*** Reading passage Section Begins ***
Objective: To compare risk-adjusted mortality predictions using administrative data alone; administrative data plus laboratory values; and the combination of administrative, laboratory, and clinical data.

Design: Retrospective cohort study.

Setting: 30 acute care hospitals.

Patients: 46 769 patients hospitalized with acute myocardial infarction, cerebrovascular accident, congestive heart failure, or pneumonia.

Measurements: Each patient's probability of dying was estimated by using administrative data only (unrestricted administrative models), administrative data restricted to secondary diagnoses that are unlikely to be hospital-acquired complications (restricted administrative models), restricted administrative data plus laboratory data (laboratory models), and restricted administrative data plus laboratory and abstracted clinical data (clinical models).
*** Reading passage Section Ends ***
*** Dataset content Section Begins ***
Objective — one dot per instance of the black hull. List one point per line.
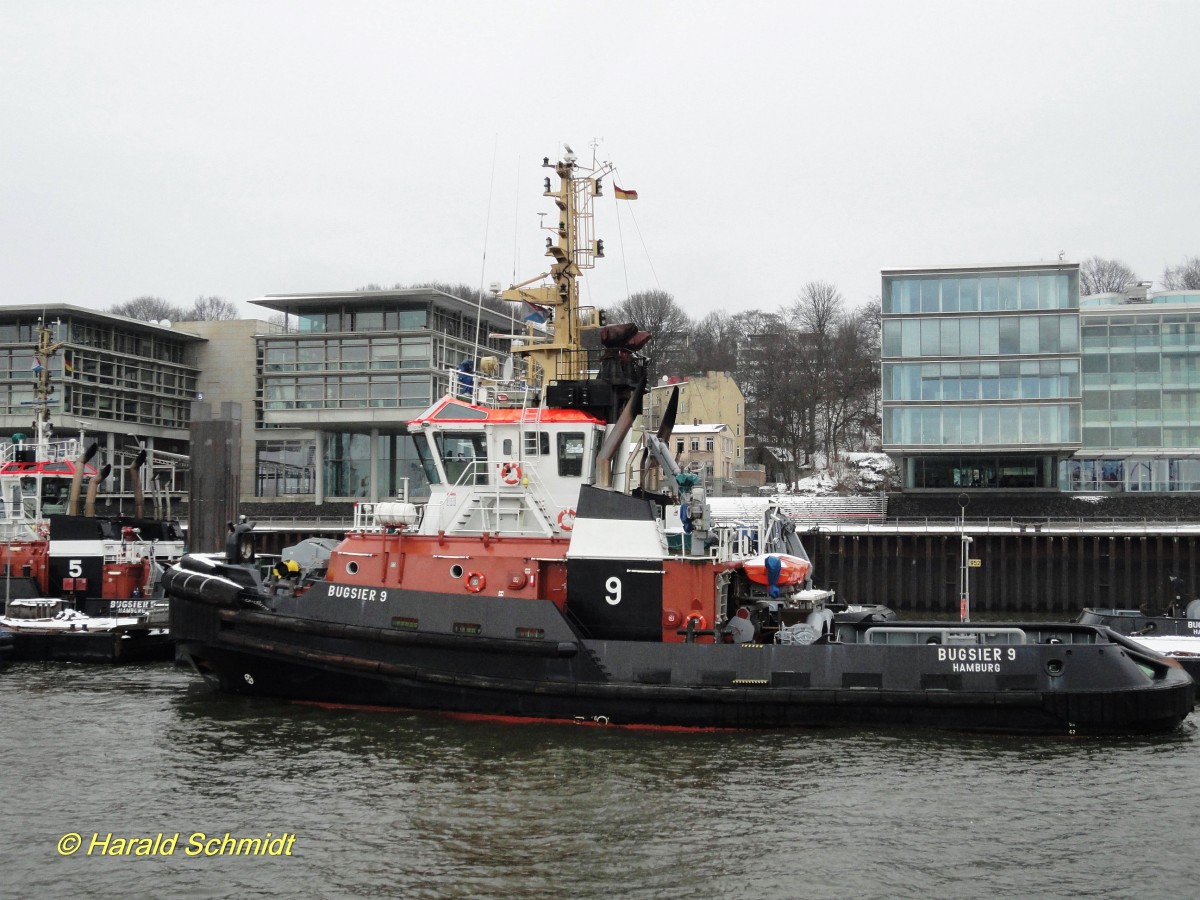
*** Dataset content Section Ends ***
**What this exercise asks:**
• a. From the mortality study summary, answer each question briefly:
(i) How many acute care hospitals made up the setting?
(ii) How many patients were hospitalized in the cohort?
(iii) What data do the clinical models combine?
• b. Can you resume the mortality study summary after its Measurements paragraph and write the part that follows?

**Per-task outputs:**
• a.
(i) 30
(ii) 46 769
(iii) Restricted administrative data plus laboratory and abstracted clinical data

• b.
Results: The unrestricted administrative models predicted death better than the restricted administrative models (average areas under the receiver-operating characteristic [ROC] curves, 0.87 and 0.75, respectively) and as well as the laboratory models and the clinical models (average areas under the ROC curves, 0.86 and 0.87, respectively). The good mortality predictions obtained by using the unrestricted administrative models result from inclusion of hospital-acquired complications that commonly precede death. The laboratory models ranked 93% of patients and 95% of hospitals in a manner similar to the clinical models; in comparison, rankings provided by the laboratory models were similar to those provided for 75% of patients and 69% of hospitals by the unrestricted administrative models and for 72% of patients and 77% of hospitals by the restricted administrative models.

Conclusions: Adding laboratory data (often available electronically) to restricted administrative data sets can provide accurate predictions of inpatient death from acute myocardial infarction, cerebrovascular accident, congestive heart failure, or pneumonia. This alternative avoids the cost of data abstraction and the serious errors associated with using administrative data alone.